_ВЫБРАННЫЙ ТЕКСТ_
Таково третье решение проблемы, отличающееся от второго лишь большей последовательностью и логической законченностью, если второе решение, усматривая полную автономность человеческой души, противополагает её «инстинктам» животных, которые оно все же признает, то третья точка зрения исключает даже и это противоположение, усматривая в человеческой душе метафизическую сущность. Объяснение которой находится вне человека и лежит в супранатуральном «Сущем», причем единственным противополагаемым этой сущности является лишенный движений материальный мир.

Натуралистический монизм, проникая все глубже и глубже в сознание исследователей, был причиной того, что в новейшие время почти не насчитывается сторонников обособленности человеческой души, если не считать недостаточно знакомых с выводами естественных дисциплин философов - идеологов. Даже Луи Агасси, будучи противником материализма, все же, как глубокий натуралист, не мог не признать того, что «принцип существует, несомненно, и назовем ли мы его душой, разумом или инстинктом - он представляет в последовательном ряду органических веществ цепь тесно связанных между собой явлений». Исповедуя естественнонаучный монизм, мы, тем самым не можем не стоять на точке зрения эволюционного происхождения человеческой психики и не признать вместе с Максом Ферворном, что «психические процессы в царстве протистов[11] служат мостом, соединяющим химические процессы неорганической природы с душевной жизнью высших животных; они содержат в себе зачатки высших психических феноменов у многоклеточных и у человека».

Если бы мы хоть на шаг отступили от этого воззрения, признав, что какой либо элемент человеческой психики не эволюционировал из психики остальных животных, то пришлось бы признать его сверхъестественное происхождение и eo ipso[12] - отказаться от всякого научного объяснения. Если же современное состояние науки не может дать необходимых для объяснения явления данных, то это не может служить основанием для отказа от возможности научного объяснения, потому что перспективы научных возможностей беспредельны и. по выражению В. Гетте, «то, что непонятно, не есть ещё чудо». «Только люди малознающие, - говорит Чарльз Дарвин - могут думать, что в природе существуют проблемы для нас неразрешимые». Какой жалкой и ничтожной в сравнении с этими простыми словами кажется блестящая речь с пресловутым «ignorabimus»[13] когда-то знаменитого секретаря Берлинской Академии Наук.

В предыдущей части мы указали на существование у живых существ элементарного внутреннего стремления к наилучшей жизни, слагающегося или правильнее сказать расчленяющегося на элементарные стремления к питанию, самосохранению, воспроизведению и прочее.

Мы лишь констатировали их, не дав им какого либо объяснения. Правда, мы условно изобразили их в виде усилий, требующих для своей реализации волевых актов, но ведь самые волевые акты - воля, как таковая - требуют объяснения.

_ЧТО ТРЕБУЕТСЯ_
Повторите без изменений отрывок из текста о происхождении психики, начиная со слов «В предыдущей части» и продолжая до слов «- требуют объяснения.» включительно. Данные взяты из другого источника.

_ВЫДЕРЖКА ИЗ ДАННЫХ_
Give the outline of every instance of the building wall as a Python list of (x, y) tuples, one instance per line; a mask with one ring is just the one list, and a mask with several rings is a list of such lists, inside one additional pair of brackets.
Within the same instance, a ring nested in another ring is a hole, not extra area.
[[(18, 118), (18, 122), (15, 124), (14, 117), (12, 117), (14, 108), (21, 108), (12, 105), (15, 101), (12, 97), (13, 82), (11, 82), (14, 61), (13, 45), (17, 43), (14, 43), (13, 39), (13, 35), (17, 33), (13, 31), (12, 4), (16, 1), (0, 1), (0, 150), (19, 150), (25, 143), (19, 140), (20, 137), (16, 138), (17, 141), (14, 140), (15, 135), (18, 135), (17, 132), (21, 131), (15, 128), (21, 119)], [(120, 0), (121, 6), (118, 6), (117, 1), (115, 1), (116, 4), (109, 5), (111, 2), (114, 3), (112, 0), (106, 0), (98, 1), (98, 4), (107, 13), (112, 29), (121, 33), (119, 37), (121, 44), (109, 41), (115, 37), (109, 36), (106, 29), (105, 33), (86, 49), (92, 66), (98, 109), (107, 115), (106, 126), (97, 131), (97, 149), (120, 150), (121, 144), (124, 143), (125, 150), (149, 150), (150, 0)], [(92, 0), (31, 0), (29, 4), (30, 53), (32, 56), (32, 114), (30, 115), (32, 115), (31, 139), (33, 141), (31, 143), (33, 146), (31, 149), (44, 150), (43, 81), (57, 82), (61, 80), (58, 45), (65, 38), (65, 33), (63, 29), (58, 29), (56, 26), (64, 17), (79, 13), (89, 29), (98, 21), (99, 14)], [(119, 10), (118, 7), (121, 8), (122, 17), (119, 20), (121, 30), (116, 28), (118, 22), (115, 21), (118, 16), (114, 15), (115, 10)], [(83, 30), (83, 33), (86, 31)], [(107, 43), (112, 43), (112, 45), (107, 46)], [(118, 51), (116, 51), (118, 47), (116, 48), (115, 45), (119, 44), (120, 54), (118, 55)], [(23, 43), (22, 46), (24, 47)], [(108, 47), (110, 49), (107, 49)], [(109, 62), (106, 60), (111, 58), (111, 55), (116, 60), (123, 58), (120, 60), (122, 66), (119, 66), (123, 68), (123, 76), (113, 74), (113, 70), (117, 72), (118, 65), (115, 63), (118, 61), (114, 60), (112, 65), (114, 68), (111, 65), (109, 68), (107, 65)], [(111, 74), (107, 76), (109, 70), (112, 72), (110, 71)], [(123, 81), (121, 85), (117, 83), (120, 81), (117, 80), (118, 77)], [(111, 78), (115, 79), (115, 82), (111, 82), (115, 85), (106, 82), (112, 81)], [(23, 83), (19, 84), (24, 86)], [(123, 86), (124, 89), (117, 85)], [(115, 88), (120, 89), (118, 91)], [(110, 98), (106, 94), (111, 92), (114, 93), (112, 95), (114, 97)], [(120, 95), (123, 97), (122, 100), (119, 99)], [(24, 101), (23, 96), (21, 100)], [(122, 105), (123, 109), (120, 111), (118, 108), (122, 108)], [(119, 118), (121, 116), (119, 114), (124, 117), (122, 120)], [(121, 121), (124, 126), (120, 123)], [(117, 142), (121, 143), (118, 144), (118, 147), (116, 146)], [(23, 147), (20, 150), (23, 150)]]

_ОТВЕТ НА ЗАДАНИЕ_
В предыдущей части мы указали на существование у живых существ элементарного внутреннего стремления к наилучшей жизни, слагающегося или правильнее сказать расчленяющегося на элементарные стремления к питанию, самосохранению, воспроизведению и прочее.

Мы лишь констатировали их, не дав им какого либо объяснения. Правда, мы условно изобразили их в виде усилий, требующих для своей реализации волевых актов, но ведь самые волевые акты - воля, как таковая - требуют объяснения.